» **Données extraites**:
———

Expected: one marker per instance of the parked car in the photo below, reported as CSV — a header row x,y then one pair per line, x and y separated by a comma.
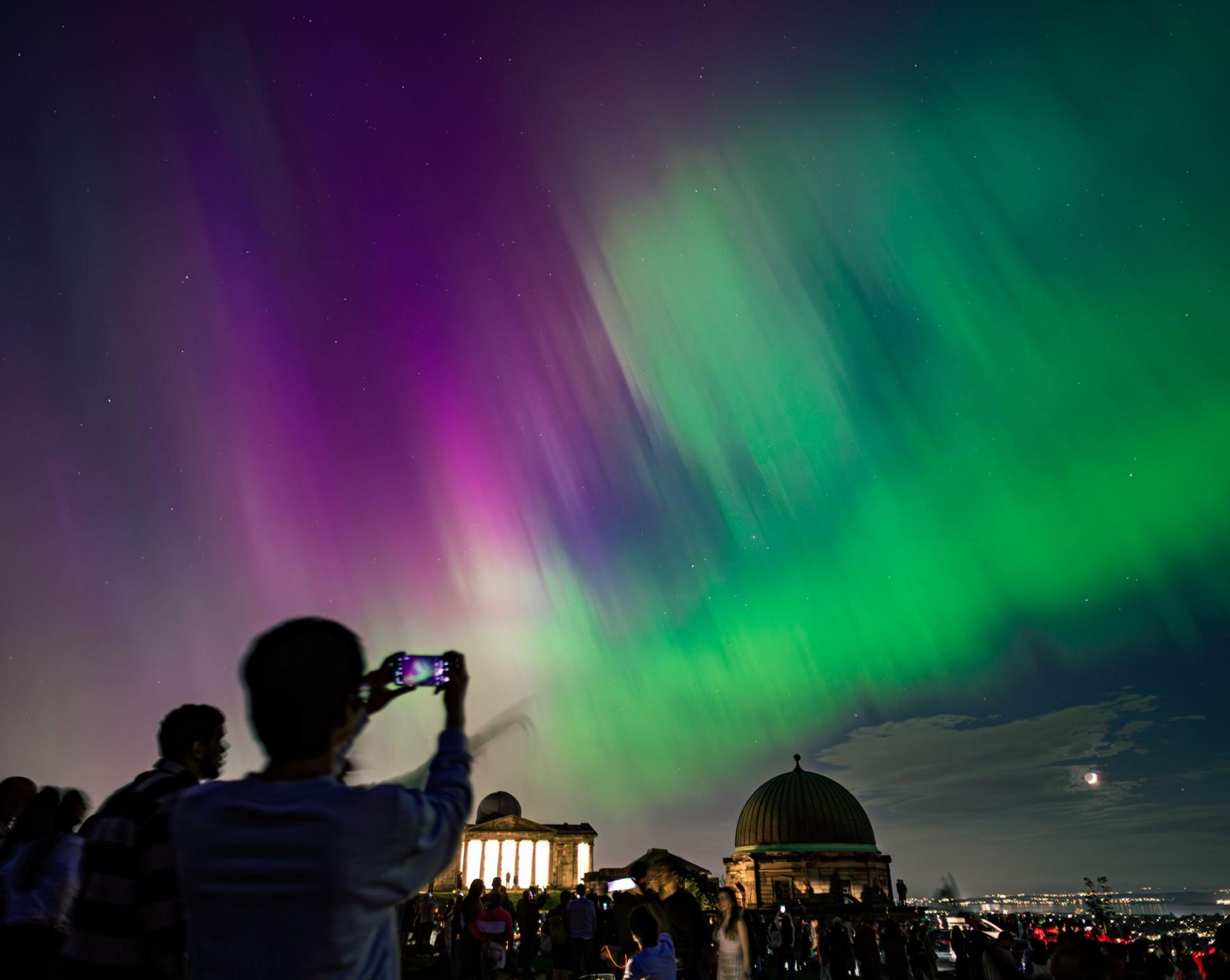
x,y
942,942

———

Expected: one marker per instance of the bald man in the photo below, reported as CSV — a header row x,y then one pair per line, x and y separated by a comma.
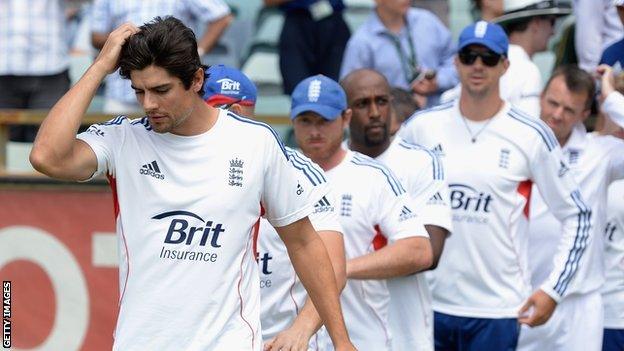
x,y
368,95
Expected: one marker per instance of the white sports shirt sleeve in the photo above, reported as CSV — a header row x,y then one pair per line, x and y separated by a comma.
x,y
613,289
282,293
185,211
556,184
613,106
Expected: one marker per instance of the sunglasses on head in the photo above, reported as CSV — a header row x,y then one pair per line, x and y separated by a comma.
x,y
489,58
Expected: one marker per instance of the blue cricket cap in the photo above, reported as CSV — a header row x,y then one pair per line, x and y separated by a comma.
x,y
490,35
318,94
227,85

———

» **Consigne**: Quelles lignes de la liste ci-dessus contiennent le mot « above » ? Relevez-les toutes intégralement.

» **Réponse**:
Expected: one marker per instance of the white sports shirt sleeve in the photo above, reported as CSV — a header row x,y then one pair per line, x and y separated by a comma.
Expected: one marker per instance of the sunglasses on head in the photo above, reported as CSV — a header row x,y then one pair per line, x and y separated by a comma.
Expected: one marker per instance of the blue cricket cap in the photo above, reported as CSV — a header row x,y then one pair per line, x and y separated by a comma.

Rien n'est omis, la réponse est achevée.